Passage retenu:
━━━━━━
4. Mme [U] fait grief à l'arrêt de dire irrecevable comme prescrite son action du chef des contrats souscrits les 26 avril 2011 et 19 septembre 2012, alors « que les actions personnelles ou mobilières se prescrivent par cinq ans à compter du jour où le titulaire d'un droit a connu ou aurait dû connaître les faits lui permettant de l'exercer ; que le manquement d'un prestataire de services d'investissement à son obligation de conseil sur l'investissement envisagé et notamment ses risques prive l'investisseur d'une chance d'éviter les risques qui se sont réalisés, la réalisation de ces risques supposant que l'investisseur ait subi des pertes ou des gains manqués ; qu'il en résulte que le délai de prescription de l'action en indemnisation d'un tel dommage ne peut commencer à courir avant la date à laquelle l'investissement a été perdu ; que pour déclarer irrecevable comme prescrite l'action en responsabilité contractuelle du chef des contrats souscrits les 26 avril 2011 et 19 septembre 2012, la cour d'appel a retenu qu'elle avait "pour point de départ la date des contrats d'investissement signés avec la société Aristophil" ; qu'en statuant ainsi, quand Mme [U] n'était manifestement en mesure d'agir qu'à compter du moment où elle pouvait appréhender la perte de chance subie, c'est-à-dire au moment des opérations de revente des parts indivises acquises, lesquelles avaient révélé une surévaluation manifeste de ses collections et la perte de son investissement, la cour d'appel a violé les article 2224 du code civil et L. 110-4 du code de commerce. »

Réponse de la Cour

Vu les articles 2224 du code civil et L. 110-4 du code de commerce :

5. Il résulte de la combinaison de ces textes que les obligations entre commerçants et non-commerçants se prescrivent par cinq ans à compter du jour où le titulaire d'un droit a connu ou aurait dû connaître les faits lui permettant de l'exercer.

6. Le manquement d'un prestataire de services d'investissement à son obligation d'information sur le risque de perte en capital et la valorisation du produit financier prive cet investisseur d'une chance d'éviter le risque qui s'est réalisé, la réalisation de ce risque supposant que l'investisseur ait subi des pertes ou des gains manqués. Il en résulte que le délai de prescription de l'action en indemnisation d'un tel dommage ne peut commencer à courir avant la date à laquelle l'investissement a été perdu.

7. Pour déclarer prescrite l'action en responsabilité engagée contre la société Alyanse partenaires du chef des contrats des 26 avril 2011 et 19 septembre 2012, l'arrêt retient que le préjudice invoqué trouve son origine dans le fait d'avoir souscrit les investissements litigieux à la suite d'un défaut d'information et de conseil et consiste en une perte de chance de ne pas contracter ou de contracter dans de meilleures conditions ou de manière différente qui se manifeste dès la conclusion du contrat. Il en déduit que le délai pour agir a pour point de départ la date des contrats signés avec la société Aristophil.
━━━━━━
Données affichées:
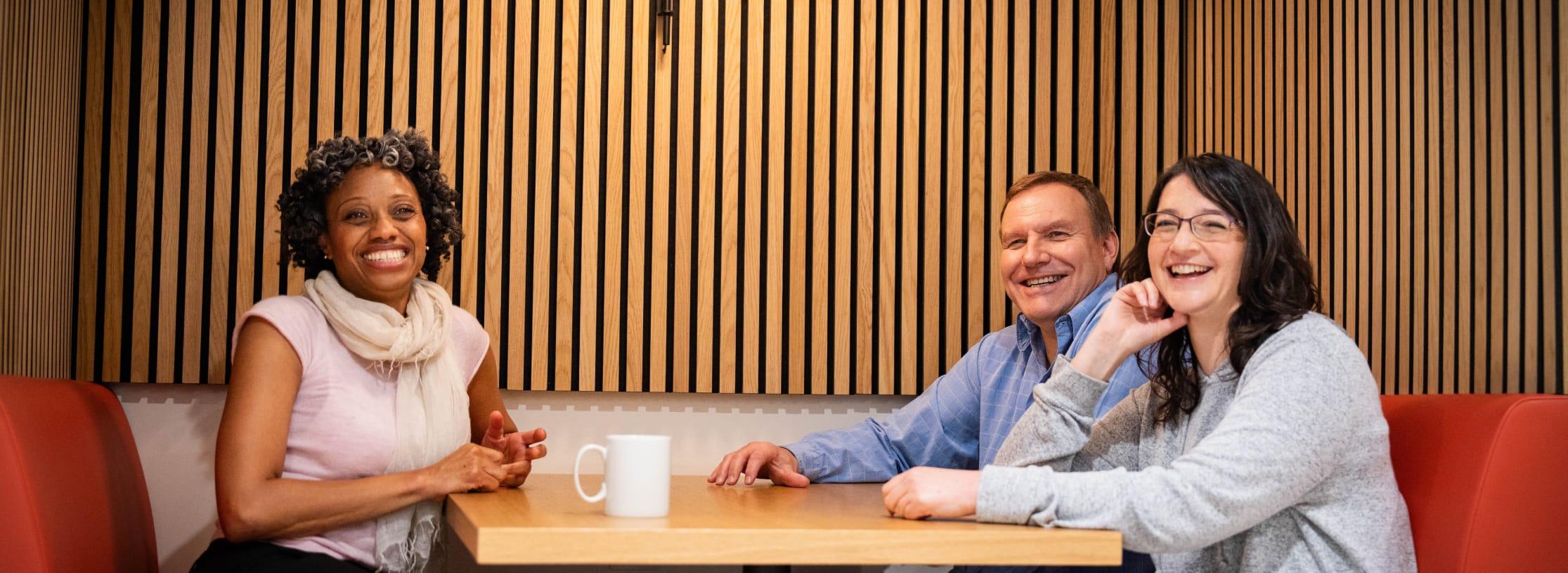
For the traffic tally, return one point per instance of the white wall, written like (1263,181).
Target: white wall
(176,426)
━━━━━━
Description du problème: Recopiez fidèlement le passage sur la prescription, en commençant à « Réponse de la » et en terminant à « a été perdu. ».

Résultat attendu:
Réponse de la Cour

Vu les articles 2224 du code civil et L. 110-4 du code de commerce :

5. Il résulte de la combinaison de ces textes que les obligations entre commerçants et non-commerçants se prescrivent par cinq ans à compter du jour où le titulaire d'un droit a connu ou aurait dû connaître les faits lui permettant de l'exercer.

6. Le manquement d'un prestataire de services d'investissement à son obligation d'information sur le risque de perte en capital et la valorisation du produit financier prive cet investisseur d'une chance d'éviter le risque qui s'est réalisé, la réalisation de ce risque supposant que l'investisseur ait subi des pertes ou des gains manqués. Il en résulte que le délai de prescription de l'action en indemnisation d'un tel dommage ne peut commencer à courir avant la date à laquelle l'investissement a été perdu.